[Raw entries]
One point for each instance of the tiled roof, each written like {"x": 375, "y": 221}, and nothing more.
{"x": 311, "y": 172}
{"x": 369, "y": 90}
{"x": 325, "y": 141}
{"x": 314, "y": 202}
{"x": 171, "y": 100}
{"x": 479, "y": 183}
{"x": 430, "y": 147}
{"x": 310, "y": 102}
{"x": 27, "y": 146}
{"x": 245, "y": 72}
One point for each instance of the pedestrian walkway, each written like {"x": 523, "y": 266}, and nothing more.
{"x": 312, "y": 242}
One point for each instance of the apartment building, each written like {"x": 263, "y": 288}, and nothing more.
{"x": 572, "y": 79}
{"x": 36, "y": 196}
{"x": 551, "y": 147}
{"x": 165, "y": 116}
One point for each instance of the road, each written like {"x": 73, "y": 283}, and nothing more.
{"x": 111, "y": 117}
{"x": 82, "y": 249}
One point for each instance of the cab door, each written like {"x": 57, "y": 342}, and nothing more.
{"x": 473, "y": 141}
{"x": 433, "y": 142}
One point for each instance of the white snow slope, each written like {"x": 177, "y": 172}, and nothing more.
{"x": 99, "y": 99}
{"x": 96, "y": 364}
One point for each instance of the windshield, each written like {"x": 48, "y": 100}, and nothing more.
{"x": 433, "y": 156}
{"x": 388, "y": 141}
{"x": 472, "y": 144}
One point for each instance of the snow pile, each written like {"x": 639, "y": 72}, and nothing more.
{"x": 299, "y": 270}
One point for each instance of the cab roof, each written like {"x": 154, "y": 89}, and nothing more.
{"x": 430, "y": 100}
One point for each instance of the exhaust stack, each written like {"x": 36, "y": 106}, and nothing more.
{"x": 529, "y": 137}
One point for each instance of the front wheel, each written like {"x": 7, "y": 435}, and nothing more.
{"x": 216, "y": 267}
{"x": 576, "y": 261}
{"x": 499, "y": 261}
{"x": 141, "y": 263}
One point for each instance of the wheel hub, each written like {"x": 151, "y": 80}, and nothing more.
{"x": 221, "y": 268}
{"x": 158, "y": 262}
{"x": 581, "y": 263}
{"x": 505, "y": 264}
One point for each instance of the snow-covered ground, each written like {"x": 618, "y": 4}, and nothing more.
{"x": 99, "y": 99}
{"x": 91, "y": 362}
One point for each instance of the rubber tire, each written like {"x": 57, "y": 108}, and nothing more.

◆ THE PROBLEM ◆
Format all of the entries above as a numbered list, leaving out any blank lines.

◆ FULL OUTPUT ◆
1. One point for each instance of the tiled roof, each written like {"x": 375, "y": 221}, and nothing more.
2. {"x": 311, "y": 172}
3. {"x": 369, "y": 90}
4. {"x": 325, "y": 141}
5. {"x": 314, "y": 202}
6. {"x": 171, "y": 100}
7. {"x": 479, "y": 183}
8. {"x": 430, "y": 147}
9. {"x": 310, "y": 102}
10. {"x": 27, "y": 146}
11. {"x": 245, "y": 72}
12. One point for each instance of the pedestrian walkway, each written like {"x": 523, "y": 266}, and nothing more.
13. {"x": 312, "y": 242}
14. One point for each instance of the apartment building, each written like {"x": 263, "y": 288}, and nothing more.
15. {"x": 572, "y": 79}
16. {"x": 36, "y": 196}
17. {"x": 551, "y": 147}
18. {"x": 165, "y": 116}
19. One point for each instance of the road, each written like {"x": 73, "y": 283}, and nothing more.
20. {"x": 111, "y": 117}
21. {"x": 82, "y": 249}
22. One point for each instance of the cab door, each written like {"x": 57, "y": 342}, and nothing more.
23. {"x": 473, "y": 141}
24. {"x": 433, "y": 142}
25. One point for each instance of the white snow slope, each written like {"x": 177, "y": 172}, and nothing more.
26. {"x": 99, "y": 99}
27. {"x": 96, "y": 364}
28. One point for each instance of the windshield, each written like {"x": 48, "y": 100}, and nothing more.
29. {"x": 433, "y": 156}
30. {"x": 388, "y": 141}
31. {"x": 472, "y": 144}
32. One point for each instance of the snow pile, each written like {"x": 639, "y": 72}, and nothing more.
33. {"x": 299, "y": 270}
34. One point for each instance of the cab roof, each written like {"x": 154, "y": 89}, and nothing more.
35. {"x": 430, "y": 100}
36. One point for each instance of the exhaust stack, each written like {"x": 36, "y": 106}, and nothing more.
37. {"x": 529, "y": 137}
38. One point for each instance of the front wheel, each written like {"x": 7, "y": 435}, and nothing more.
39. {"x": 216, "y": 267}
40. {"x": 576, "y": 261}
41. {"x": 499, "y": 261}
42. {"x": 141, "y": 263}
43. One point for each instance of the wheel hub, each written like {"x": 151, "y": 80}, and nothing more.
44. {"x": 221, "y": 268}
45. {"x": 158, "y": 262}
46. {"x": 581, "y": 263}
47. {"x": 505, "y": 264}
48. One point for each instance of the snow-covered ground, each written like {"x": 618, "y": 4}, and nothing more.
49. {"x": 99, "y": 99}
50. {"x": 91, "y": 362}
51. One point for each instance of the rubber tire, each written like {"x": 57, "y": 108}, and nothing more.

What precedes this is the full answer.